▸ **Work to do**:
Convert the material below into a two-column CSV with the columns "request" and "answer". Give each request one row, put its text and its answer each in a single quoted field with line breaks replaced by spaces, and leave out the pictures.

[Dataset rows]
--- Begin ---

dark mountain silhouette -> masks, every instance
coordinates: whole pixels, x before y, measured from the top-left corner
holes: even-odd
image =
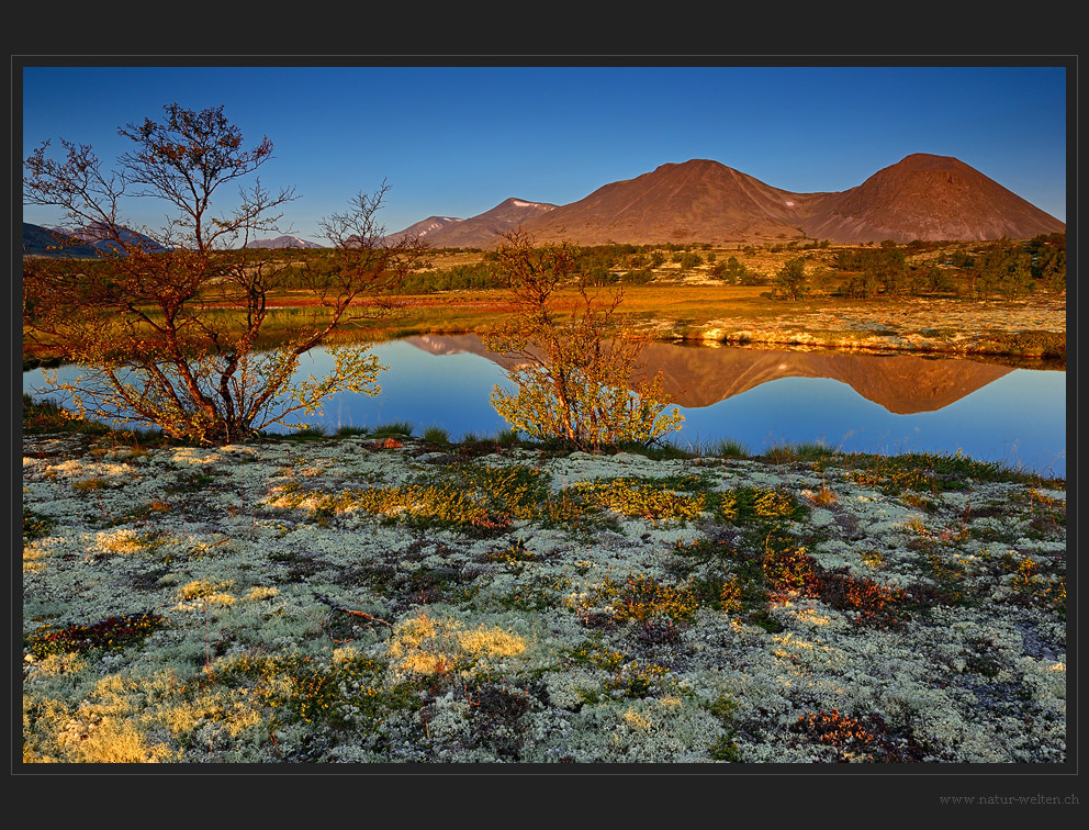
[[[806,203],[801,224],[831,242],[1026,239],[1066,225],[952,156],[917,153],[862,184]]]
[[[527,204],[539,209],[536,215],[523,210]],[[1066,231],[1063,222],[963,161],[917,153],[856,188],[827,193],[773,188],[709,159],[665,164],[561,206],[508,199],[434,231],[426,242],[494,247],[498,234],[515,227],[541,242],[581,245],[1025,239]]]
[[[487,351],[476,335],[422,335],[405,339],[433,355],[469,352],[505,369],[516,363],[514,358]],[[665,392],[673,403],[692,408],[710,406],[781,378],[830,378],[898,415],[936,412],[1012,371],[996,363],[917,355],[875,358],[779,349],[708,349],[663,343],[649,344],[641,359],[647,377],[662,372]]]
[[[811,197],[772,188],[708,159],[662,165],[598,188],[525,225],[540,239],[616,243],[798,239],[798,204]]]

--- End ---

▸ **Output for this task**:
request,answer
"dark mountain silhouette -> masks, every instance coordinates: whole pixels, x before y, measured from the top-left corner holes: even-odd image =","[[[806,203],[801,224],[831,242],[1026,239],[1066,225],[952,156],[917,153],[862,184]]] [[[527,204],[539,209],[536,215],[523,210]],[[1066,231],[1063,222],[963,161],[917,153],[856,188],[827,193],[773,188],[709,159],[665,164],[561,206],[508,199],[434,231],[426,242],[494,247],[498,234],[515,227],[541,242],[581,245],[1025,239]]] [[[487,351],[476,335],[422,335],[405,339],[433,355],[469,352],[505,369],[516,363],[514,358]],[[665,392],[673,403],[692,408],[710,406],[781,378],[830,378],[898,415],[936,412],[1012,371],[996,363],[917,355],[875,358],[779,349],[708,349],[663,343],[649,344],[641,359],[647,377],[662,372]]] [[[811,197],[772,188],[708,159],[662,165],[598,188],[525,225],[540,239],[616,243],[798,239],[798,204]]]"